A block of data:
* Begin *

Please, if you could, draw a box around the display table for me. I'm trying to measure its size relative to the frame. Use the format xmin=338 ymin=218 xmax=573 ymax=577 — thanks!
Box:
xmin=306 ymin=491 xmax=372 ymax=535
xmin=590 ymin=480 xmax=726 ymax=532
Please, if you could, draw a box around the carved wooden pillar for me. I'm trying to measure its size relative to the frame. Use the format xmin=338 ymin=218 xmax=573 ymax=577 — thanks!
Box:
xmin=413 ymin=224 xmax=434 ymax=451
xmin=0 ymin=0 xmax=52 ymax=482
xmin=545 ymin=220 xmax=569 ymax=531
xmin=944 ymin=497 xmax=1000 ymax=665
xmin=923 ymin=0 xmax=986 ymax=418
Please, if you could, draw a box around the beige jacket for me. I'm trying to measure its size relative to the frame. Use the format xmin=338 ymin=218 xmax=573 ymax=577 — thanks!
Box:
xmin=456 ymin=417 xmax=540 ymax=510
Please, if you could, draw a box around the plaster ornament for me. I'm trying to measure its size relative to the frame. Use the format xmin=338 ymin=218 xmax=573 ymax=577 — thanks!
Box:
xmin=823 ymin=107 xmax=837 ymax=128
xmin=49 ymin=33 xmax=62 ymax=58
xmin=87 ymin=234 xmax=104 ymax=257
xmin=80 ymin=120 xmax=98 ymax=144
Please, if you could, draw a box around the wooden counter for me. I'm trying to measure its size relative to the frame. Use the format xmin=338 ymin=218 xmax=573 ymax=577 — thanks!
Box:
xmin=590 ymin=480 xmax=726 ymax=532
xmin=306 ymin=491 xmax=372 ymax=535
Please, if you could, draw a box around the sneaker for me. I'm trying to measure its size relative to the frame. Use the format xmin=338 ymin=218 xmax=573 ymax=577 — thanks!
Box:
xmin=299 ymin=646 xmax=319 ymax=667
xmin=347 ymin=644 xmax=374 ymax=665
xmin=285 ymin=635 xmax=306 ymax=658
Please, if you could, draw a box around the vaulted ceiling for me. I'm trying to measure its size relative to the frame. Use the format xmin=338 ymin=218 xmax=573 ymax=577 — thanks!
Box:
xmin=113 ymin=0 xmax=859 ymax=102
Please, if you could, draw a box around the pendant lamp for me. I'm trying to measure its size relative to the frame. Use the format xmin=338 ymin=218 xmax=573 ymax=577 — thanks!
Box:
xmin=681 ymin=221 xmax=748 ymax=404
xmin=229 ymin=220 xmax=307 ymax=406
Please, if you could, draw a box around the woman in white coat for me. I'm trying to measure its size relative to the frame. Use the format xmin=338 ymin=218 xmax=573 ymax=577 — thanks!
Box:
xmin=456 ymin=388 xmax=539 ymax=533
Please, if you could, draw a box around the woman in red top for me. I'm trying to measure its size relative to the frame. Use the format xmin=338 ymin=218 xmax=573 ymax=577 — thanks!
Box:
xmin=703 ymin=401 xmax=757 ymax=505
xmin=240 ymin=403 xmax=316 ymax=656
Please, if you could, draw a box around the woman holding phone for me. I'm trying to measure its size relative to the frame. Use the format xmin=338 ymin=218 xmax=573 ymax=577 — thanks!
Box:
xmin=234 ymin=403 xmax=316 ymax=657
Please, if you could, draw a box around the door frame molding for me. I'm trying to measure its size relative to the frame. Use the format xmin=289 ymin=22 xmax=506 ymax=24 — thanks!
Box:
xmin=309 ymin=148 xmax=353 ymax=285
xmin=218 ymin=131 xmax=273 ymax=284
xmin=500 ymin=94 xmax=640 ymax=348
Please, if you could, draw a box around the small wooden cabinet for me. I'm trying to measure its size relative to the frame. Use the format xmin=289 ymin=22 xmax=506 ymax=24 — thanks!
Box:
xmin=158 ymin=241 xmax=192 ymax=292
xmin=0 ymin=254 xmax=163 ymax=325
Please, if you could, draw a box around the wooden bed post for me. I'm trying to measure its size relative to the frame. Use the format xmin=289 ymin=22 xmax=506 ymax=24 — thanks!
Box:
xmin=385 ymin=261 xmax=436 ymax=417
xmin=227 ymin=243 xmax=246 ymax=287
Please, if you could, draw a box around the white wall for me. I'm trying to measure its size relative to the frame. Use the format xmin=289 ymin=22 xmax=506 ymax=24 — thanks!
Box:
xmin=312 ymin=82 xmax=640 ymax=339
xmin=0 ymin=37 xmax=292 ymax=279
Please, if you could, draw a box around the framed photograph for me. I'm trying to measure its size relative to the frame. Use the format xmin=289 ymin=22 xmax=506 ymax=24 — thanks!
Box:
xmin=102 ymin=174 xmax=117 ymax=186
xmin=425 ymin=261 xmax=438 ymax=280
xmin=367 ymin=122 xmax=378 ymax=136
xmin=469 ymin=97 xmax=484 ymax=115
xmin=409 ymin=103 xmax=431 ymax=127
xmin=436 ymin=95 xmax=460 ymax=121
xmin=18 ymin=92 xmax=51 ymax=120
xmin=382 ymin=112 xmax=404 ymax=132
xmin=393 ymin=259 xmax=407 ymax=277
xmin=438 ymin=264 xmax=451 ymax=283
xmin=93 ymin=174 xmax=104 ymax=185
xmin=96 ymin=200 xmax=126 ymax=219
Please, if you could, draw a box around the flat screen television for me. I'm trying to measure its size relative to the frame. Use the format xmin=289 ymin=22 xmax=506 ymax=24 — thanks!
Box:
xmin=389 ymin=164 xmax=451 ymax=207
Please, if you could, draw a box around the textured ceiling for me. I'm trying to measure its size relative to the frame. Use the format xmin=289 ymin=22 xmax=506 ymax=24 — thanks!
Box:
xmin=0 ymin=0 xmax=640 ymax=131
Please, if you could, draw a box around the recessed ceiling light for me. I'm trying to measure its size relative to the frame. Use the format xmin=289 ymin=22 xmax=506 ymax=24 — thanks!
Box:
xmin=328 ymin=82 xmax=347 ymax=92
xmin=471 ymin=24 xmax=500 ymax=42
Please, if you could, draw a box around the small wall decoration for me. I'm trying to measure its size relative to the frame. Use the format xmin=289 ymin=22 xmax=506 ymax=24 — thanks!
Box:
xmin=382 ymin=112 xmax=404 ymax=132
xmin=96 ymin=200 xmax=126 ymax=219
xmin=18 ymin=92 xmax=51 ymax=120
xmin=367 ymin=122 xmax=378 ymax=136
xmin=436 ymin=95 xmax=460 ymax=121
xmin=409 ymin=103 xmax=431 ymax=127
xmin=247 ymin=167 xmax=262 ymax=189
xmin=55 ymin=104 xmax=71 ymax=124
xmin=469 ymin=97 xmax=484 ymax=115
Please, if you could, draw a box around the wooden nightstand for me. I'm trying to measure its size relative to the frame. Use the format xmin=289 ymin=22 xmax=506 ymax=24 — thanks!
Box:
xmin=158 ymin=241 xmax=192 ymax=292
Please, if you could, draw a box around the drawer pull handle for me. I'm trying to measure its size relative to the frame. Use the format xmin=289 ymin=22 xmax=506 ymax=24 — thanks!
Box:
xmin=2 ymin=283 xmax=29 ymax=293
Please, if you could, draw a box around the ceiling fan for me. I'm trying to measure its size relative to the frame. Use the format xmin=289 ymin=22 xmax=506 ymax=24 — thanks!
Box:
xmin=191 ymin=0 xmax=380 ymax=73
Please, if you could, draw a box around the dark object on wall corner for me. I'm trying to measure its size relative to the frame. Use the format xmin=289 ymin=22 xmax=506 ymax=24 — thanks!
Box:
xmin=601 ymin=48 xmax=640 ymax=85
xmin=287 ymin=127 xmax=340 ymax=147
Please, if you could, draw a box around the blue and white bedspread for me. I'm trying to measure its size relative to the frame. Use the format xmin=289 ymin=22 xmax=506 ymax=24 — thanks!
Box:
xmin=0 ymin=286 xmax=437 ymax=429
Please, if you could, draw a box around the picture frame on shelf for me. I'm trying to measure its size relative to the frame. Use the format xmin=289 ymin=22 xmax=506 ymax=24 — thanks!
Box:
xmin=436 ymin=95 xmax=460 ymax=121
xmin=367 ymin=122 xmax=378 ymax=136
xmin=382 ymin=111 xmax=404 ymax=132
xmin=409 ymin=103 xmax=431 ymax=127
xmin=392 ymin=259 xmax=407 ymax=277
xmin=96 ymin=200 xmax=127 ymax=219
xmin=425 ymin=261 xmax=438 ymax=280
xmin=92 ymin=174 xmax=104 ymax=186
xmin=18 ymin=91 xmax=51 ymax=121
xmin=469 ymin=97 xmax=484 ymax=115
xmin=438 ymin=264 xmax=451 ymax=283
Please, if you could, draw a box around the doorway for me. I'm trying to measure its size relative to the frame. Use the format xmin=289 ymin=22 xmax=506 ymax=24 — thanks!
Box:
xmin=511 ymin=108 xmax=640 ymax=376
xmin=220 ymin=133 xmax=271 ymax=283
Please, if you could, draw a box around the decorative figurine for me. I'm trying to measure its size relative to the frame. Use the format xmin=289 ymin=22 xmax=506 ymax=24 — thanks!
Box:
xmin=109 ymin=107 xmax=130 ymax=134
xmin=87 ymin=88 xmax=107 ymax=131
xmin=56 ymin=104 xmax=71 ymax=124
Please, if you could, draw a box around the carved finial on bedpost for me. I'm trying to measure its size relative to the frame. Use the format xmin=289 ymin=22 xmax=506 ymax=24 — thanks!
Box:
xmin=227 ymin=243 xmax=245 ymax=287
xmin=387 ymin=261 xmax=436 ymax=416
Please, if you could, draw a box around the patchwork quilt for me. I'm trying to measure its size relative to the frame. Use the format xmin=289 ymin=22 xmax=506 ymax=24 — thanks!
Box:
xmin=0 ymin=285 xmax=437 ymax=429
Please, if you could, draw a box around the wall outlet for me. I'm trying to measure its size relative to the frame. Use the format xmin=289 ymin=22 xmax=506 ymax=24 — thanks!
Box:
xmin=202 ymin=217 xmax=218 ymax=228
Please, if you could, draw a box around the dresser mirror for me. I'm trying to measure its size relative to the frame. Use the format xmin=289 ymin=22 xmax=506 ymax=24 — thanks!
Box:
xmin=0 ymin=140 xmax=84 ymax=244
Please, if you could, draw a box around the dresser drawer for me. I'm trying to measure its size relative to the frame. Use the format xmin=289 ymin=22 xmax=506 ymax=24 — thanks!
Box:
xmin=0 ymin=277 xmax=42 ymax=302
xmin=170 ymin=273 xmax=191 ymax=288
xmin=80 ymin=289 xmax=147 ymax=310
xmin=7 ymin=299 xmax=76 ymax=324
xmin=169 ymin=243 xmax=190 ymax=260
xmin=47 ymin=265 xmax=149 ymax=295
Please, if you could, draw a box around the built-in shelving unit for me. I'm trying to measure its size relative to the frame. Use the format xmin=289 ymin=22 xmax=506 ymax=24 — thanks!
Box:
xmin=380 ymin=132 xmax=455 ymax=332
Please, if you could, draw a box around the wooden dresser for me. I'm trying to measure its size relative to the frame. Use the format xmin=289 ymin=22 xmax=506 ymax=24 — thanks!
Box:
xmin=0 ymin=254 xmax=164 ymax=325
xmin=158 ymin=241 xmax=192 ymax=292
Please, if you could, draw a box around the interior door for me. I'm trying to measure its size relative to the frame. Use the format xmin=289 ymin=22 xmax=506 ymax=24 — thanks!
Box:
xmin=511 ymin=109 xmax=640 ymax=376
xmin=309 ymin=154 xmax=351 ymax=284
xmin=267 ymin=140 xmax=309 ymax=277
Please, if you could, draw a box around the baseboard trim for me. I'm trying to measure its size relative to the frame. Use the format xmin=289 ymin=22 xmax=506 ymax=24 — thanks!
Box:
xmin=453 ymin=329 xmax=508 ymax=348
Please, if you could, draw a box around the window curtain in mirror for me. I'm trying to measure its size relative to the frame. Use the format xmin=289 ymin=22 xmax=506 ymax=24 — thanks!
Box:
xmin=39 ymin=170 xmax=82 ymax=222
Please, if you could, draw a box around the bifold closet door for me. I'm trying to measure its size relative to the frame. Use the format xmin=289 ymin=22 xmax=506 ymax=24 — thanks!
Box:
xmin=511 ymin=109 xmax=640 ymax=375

* End *

> **TASK INSTRUCTIONS**:
Copy out the records word for word, starting at the line that contains "Please, if you could, draw a box around the textured" and ending at the line that contains "xmin=191 ymin=0 xmax=380 ymax=73", with both of those lines included.

> **RESPONSE TO THIS TASK**:
Please, if you could, draw a box around the textured ceiling for me. I'm trying to measure its size relative to the frame. Use the format xmin=289 ymin=22 xmax=506 ymax=24 — thanks!
Box:
xmin=0 ymin=0 xmax=640 ymax=131
Please, if you could, draw a box around the recessed ceiling light for me. I'm trying to measure its size relative to the frame. Use the format xmin=289 ymin=22 xmax=506 ymax=24 — thanks!
Box:
xmin=328 ymin=82 xmax=347 ymax=92
xmin=471 ymin=24 xmax=500 ymax=42
Please, if you could, draw a box around the small wall decoration for me. I'm trying to measure its size relative to the frame. Use the format xmin=289 ymin=22 xmax=506 ymax=24 — thanks!
Box:
xmin=382 ymin=112 xmax=404 ymax=132
xmin=96 ymin=200 xmax=126 ymax=219
xmin=18 ymin=92 xmax=51 ymax=120
xmin=367 ymin=122 xmax=378 ymax=136
xmin=436 ymin=95 xmax=460 ymax=121
xmin=409 ymin=103 xmax=431 ymax=127
xmin=247 ymin=167 xmax=262 ymax=189
xmin=55 ymin=104 xmax=71 ymax=124
xmin=469 ymin=97 xmax=484 ymax=115
Please, if you could, draw a box around the wooden nightstand for me. I'm trying to measure its size relative to the frame. Use the format xmin=289 ymin=22 xmax=506 ymax=24 — thanks!
Box:
xmin=158 ymin=241 xmax=192 ymax=292
Please, if you could, draw a box around the drawer pull handle for me. I'm trying to measure its size relative to the frame. Use the format xmin=289 ymin=22 xmax=506 ymax=24 — thanks!
Box:
xmin=2 ymin=283 xmax=29 ymax=293
Please, if you could, draw a box around the ceiling fan for me. I'm trying to measure its size relative to the frame. Use the format xmin=289 ymin=22 xmax=506 ymax=24 — thanks!
Box:
xmin=191 ymin=0 xmax=380 ymax=73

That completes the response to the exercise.